Exercise - Look below for the line containing "# one dot per instance of the honey". Output it and each remaining line of the entries exactly, and nothing else.

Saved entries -
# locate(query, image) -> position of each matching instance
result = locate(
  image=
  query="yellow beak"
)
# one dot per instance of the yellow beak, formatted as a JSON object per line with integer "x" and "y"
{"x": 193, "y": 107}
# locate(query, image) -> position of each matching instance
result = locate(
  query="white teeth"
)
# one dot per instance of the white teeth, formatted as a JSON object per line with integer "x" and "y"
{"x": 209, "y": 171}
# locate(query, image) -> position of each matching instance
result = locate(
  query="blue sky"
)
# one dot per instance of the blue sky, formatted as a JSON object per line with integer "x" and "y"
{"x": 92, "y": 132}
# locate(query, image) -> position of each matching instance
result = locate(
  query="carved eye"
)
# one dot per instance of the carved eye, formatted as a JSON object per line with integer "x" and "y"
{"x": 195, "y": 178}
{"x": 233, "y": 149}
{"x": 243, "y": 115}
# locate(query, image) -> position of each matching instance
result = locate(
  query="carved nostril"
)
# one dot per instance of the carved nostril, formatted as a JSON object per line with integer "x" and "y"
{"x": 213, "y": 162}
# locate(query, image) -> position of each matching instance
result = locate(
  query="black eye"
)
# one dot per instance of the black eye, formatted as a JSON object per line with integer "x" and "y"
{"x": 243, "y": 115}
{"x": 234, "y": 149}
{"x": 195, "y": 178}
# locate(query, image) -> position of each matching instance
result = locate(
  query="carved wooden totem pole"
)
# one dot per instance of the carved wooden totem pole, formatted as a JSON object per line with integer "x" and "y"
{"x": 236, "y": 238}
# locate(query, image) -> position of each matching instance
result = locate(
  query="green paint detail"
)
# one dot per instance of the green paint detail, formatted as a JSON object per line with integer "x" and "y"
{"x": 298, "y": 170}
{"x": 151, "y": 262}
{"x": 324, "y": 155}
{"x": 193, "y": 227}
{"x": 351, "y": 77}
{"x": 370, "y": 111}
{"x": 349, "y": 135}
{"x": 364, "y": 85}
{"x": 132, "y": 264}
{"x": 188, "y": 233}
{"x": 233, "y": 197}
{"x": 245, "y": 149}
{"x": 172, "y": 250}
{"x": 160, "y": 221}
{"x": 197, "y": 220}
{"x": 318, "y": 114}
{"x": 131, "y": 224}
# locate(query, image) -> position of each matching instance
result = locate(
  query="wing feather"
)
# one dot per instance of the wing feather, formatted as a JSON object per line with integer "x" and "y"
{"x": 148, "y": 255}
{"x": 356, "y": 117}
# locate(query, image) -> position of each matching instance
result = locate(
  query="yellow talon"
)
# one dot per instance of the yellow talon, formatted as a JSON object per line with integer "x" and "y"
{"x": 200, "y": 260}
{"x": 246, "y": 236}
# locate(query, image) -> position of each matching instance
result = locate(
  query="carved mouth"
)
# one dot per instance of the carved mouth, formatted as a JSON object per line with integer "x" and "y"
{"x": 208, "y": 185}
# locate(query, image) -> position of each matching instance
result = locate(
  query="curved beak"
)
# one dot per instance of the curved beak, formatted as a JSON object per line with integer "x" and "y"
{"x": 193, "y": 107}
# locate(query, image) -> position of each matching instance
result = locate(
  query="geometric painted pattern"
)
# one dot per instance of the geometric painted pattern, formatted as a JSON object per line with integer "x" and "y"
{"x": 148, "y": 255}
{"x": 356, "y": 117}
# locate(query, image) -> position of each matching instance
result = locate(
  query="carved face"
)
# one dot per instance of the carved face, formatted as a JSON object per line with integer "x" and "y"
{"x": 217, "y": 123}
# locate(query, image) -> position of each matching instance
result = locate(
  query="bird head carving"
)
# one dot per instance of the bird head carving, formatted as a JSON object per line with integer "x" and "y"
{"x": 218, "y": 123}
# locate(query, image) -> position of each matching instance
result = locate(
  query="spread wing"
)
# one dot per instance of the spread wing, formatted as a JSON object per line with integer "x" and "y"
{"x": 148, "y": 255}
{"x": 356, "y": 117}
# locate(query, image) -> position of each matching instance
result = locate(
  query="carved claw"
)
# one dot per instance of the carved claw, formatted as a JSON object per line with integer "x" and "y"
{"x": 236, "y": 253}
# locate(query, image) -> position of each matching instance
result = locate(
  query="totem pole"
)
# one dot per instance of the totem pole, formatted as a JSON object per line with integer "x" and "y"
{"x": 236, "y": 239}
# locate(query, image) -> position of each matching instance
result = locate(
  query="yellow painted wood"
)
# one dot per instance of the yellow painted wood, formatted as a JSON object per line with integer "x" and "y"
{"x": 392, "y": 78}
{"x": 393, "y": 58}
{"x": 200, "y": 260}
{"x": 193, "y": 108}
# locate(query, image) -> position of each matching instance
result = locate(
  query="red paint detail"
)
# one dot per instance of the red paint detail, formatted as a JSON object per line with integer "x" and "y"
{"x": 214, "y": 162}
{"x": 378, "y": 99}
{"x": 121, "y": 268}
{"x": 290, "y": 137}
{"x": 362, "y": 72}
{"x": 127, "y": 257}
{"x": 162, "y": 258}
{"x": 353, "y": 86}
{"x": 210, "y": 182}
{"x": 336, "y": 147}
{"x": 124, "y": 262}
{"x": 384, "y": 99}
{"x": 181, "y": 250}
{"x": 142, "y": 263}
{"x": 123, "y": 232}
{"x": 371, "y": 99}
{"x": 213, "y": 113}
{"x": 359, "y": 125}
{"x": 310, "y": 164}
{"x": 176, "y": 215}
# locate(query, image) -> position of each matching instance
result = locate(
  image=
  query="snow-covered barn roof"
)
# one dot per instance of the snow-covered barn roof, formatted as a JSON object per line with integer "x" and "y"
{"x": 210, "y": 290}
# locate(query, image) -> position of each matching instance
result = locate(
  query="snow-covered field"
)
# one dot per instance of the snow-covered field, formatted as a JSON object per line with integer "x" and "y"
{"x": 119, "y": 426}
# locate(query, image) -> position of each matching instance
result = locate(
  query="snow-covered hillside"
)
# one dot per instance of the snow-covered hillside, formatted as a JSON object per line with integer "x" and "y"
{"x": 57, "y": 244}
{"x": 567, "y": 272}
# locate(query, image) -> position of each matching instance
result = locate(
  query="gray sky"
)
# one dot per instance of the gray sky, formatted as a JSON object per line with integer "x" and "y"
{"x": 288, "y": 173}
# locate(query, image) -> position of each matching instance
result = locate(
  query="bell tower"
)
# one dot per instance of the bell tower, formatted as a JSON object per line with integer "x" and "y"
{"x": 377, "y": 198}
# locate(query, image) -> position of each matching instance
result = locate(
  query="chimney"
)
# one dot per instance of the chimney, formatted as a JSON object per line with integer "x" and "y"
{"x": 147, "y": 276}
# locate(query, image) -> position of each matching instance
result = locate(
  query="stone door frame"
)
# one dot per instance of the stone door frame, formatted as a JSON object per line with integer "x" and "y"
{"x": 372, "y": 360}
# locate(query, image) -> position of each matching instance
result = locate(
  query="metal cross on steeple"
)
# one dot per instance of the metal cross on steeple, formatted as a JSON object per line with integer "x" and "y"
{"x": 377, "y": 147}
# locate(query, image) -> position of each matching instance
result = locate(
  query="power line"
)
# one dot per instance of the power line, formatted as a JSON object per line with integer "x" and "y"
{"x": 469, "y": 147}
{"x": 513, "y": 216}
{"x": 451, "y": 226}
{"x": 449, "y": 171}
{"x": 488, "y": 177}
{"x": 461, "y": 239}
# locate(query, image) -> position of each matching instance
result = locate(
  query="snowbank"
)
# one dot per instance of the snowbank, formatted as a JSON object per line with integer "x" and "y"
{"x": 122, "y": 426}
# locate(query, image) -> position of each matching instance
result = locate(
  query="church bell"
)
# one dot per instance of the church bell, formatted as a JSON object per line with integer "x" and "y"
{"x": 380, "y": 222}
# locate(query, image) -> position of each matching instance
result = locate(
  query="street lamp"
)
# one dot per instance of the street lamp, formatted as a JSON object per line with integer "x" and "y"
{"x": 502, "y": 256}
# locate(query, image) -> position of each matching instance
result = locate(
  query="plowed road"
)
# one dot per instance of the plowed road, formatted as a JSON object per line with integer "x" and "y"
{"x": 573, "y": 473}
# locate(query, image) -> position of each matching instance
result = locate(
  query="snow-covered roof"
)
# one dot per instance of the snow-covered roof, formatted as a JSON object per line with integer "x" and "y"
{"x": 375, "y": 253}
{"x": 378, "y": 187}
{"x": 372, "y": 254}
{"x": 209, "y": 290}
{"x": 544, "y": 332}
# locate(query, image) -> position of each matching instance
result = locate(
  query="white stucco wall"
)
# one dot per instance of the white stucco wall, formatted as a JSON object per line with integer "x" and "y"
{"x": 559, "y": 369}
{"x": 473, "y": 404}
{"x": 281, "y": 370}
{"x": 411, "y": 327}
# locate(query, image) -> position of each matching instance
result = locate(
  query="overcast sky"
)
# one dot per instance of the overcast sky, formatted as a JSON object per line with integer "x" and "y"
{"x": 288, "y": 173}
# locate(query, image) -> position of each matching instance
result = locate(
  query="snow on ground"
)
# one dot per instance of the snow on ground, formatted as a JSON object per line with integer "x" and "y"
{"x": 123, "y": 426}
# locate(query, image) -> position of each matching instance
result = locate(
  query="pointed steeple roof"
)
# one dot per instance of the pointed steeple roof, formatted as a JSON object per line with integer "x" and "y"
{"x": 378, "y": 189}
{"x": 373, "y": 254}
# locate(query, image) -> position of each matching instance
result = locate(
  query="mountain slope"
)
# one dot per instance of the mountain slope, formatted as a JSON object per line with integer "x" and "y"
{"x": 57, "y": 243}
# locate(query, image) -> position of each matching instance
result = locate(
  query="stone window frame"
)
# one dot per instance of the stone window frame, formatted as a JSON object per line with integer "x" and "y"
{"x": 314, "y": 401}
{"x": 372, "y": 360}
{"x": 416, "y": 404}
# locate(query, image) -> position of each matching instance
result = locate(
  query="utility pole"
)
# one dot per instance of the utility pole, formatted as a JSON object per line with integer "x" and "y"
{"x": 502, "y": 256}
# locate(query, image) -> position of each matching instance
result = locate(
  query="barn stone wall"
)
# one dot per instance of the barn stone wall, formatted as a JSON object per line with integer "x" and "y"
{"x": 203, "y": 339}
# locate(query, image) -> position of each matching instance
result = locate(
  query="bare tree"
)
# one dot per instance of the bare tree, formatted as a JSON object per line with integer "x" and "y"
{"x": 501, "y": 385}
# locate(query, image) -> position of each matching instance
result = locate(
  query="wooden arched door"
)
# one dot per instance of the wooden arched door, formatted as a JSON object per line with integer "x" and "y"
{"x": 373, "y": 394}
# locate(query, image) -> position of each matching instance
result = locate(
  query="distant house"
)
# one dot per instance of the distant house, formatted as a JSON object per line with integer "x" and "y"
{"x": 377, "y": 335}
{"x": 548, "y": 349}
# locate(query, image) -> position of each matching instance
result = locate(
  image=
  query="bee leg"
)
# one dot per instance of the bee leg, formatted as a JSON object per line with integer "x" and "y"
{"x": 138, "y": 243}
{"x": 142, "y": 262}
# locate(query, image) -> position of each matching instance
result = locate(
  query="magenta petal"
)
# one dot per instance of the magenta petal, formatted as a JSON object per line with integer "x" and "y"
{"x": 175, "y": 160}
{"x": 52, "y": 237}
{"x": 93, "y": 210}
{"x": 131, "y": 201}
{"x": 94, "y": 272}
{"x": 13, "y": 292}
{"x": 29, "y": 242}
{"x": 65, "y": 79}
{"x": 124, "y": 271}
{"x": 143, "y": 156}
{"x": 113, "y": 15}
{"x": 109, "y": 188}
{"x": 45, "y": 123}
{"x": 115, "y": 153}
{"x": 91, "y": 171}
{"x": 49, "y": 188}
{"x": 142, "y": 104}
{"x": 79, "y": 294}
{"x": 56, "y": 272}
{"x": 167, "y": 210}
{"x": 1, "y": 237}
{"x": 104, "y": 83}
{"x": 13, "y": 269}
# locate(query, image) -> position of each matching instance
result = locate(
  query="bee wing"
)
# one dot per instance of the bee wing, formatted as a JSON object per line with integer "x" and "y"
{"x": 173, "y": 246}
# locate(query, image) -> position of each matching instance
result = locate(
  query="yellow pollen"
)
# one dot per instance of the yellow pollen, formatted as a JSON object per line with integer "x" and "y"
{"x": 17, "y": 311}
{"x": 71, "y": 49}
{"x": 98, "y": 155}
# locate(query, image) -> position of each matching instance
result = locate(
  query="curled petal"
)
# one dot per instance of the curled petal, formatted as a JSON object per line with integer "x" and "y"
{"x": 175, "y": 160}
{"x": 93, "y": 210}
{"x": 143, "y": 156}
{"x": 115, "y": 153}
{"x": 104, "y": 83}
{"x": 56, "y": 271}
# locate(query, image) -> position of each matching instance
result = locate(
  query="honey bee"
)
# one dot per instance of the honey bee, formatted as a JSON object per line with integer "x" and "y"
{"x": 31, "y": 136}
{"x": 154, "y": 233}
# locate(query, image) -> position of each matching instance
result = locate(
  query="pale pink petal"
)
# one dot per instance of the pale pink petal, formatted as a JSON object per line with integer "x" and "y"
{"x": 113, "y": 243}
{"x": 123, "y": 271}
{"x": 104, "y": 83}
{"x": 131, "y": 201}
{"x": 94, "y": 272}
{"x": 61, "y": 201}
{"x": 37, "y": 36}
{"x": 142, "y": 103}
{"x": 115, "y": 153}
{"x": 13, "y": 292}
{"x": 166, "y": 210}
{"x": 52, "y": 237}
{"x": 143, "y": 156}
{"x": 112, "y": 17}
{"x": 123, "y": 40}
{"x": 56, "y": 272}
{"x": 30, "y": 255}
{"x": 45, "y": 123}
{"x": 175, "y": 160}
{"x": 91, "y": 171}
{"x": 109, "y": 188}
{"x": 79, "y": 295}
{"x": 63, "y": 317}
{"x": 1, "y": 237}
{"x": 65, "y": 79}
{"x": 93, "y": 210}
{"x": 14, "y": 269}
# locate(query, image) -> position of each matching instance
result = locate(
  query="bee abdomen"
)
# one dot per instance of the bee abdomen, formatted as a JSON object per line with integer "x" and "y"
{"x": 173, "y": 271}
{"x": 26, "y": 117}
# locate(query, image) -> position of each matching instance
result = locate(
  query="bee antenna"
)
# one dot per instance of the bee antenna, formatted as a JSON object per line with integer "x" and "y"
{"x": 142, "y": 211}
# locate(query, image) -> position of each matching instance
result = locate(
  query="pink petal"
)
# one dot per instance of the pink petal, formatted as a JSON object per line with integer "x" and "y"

Answer section -
# one dot per instance of the honey bee, formatted as a JSON object per line with integer "x" and "y"
{"x": 31, "y": 136}
{"x": 154, "y": 233}
# locate(query, image) -> position of each matching instance
result = locate(
  query="pale pink petal"
)
# one dot per instance of the pale pink petal, formatted as a JSON object per line with integer "x" and "y"
{"x": 113, "y": 243}
{"x": 123, "y": 271}
{"x": 104, "y": 83}
{"x": 131, "y": 201}
{"x": 94, "y": 272}
{"x": 61, "y": 201}
{"x": 37, "y": 36}
{"x": 142, "y": 103}
{"x": 115, "y": 153}
{"x": 13, "y": 292}
{"x": 166, "y": 210}
{"x": 52, "y": 237}
{"x": 143, "y": 156}
{"x": 112, "y": 17}
{"x": 123, "y": 40}
{"x": 56, "y": 272}
{"x": 30, "y": 255}
{"x": 45, "y": 123}
{"x": 175, "y": 160}
{"x": 91, "y": 171}
{"x": 109, "y": 188}
{"x": 79, "y": 295}
{"x": 63, "y": 317}
{"x": 1, "y": 237}
{"x": 65, "y": 79}
{"x": 93, "y": 210}
{"x": 14, "y": 269}
# locate(query, image) -> position of each matching instance
result = locate(
  query="bee abdomen"
)
# one dot per instance of the bee abdomen, formatted as a JSON object per line with integer "x" and "y"
{"x": 173, "y": 271}
{"x": 26, "y": 117}
# locate(query, image) -> position of each matching instance
result = locate(
  query="bee antenna"
)
# one dot per instance of the bee antenna, formatted as a JSON object per line with integer "x" and "y"
{"x": 142, "y": 211}
# locate(query, image) -> position of each matching instance
result = locate(
  query="pink petal"
)
# one dot per instance of the pink petal, formatted as a JSON object per line with integer "x" and "y"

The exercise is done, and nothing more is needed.